(Beginning of Provided information)

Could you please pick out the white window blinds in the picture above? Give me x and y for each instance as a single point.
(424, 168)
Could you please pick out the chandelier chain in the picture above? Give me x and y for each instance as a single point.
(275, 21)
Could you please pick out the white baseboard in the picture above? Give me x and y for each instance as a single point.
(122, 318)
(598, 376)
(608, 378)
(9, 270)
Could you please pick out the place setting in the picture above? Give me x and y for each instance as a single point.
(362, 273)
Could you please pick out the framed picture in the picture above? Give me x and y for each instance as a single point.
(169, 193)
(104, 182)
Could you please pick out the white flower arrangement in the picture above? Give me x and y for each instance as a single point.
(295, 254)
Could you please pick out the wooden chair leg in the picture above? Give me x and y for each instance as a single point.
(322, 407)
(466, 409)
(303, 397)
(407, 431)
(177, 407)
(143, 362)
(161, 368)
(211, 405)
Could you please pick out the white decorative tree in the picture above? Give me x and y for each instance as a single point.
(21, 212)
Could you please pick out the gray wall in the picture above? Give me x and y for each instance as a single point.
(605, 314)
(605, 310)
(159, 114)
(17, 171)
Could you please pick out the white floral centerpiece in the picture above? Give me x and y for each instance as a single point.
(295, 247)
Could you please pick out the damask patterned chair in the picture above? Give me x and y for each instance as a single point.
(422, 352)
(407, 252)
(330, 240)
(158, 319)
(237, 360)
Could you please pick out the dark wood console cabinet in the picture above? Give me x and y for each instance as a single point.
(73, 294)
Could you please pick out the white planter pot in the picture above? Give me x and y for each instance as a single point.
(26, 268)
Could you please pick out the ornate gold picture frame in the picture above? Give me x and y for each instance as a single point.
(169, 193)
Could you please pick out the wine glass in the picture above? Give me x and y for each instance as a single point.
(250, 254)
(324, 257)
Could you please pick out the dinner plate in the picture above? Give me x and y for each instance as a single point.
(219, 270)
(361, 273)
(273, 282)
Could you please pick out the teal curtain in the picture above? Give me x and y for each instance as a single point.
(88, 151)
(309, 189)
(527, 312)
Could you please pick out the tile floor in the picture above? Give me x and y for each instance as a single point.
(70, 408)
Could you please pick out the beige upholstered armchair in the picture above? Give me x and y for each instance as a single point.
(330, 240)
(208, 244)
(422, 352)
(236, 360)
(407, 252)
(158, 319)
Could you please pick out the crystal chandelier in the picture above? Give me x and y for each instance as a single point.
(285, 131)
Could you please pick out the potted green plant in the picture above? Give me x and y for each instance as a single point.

(End of Provided information)

:: What is required ::
Please write out, exactly as they appear, the lines from the line containing "Could you please pick out the white planter" through the last line of the records above, both included.

:: Response box ::
Could you please pick out the white planter pot in the picture above? Give me x and y for each instance as a single point.
(26, 268)
Could you please pick out the ornate gold picture frame in the picture above? Give me x and y for each instance as a single point.
(169, 193)
Could you please pick out the wine glass in the picture above? Give me x and y for each instance as a single point.
(250, 254)
(324, 257)
Could you please pick out the dinner plate in the picture above? Give me x and y for each instance as a single point.
(219, 270)
(361, 273)
(273, 282)
Could you please pick out the teal curtain in the picture above? Give me x and y for each instance as a single point.
(88, 151)
(309, 189)
(527, 312)
Could you please pick out the tile floor in the picture above? Give me x and y for each instance as a single point.
(70, 408)
Could you please pick out the beige upholstered armchair in the picture above? Give me x and y for each instance as a single point.
(330, 240)
(208, 244)
(422, 352)
(236, 360)
(407, 252)
(158, 319)
Could you please pick out the crystal chandelier in the picture above? Give me x and y for each instance as a single point.
(285, 131)
Could you please pick out the potted green plant in the picture above? Give me x and y for each instance as a single point.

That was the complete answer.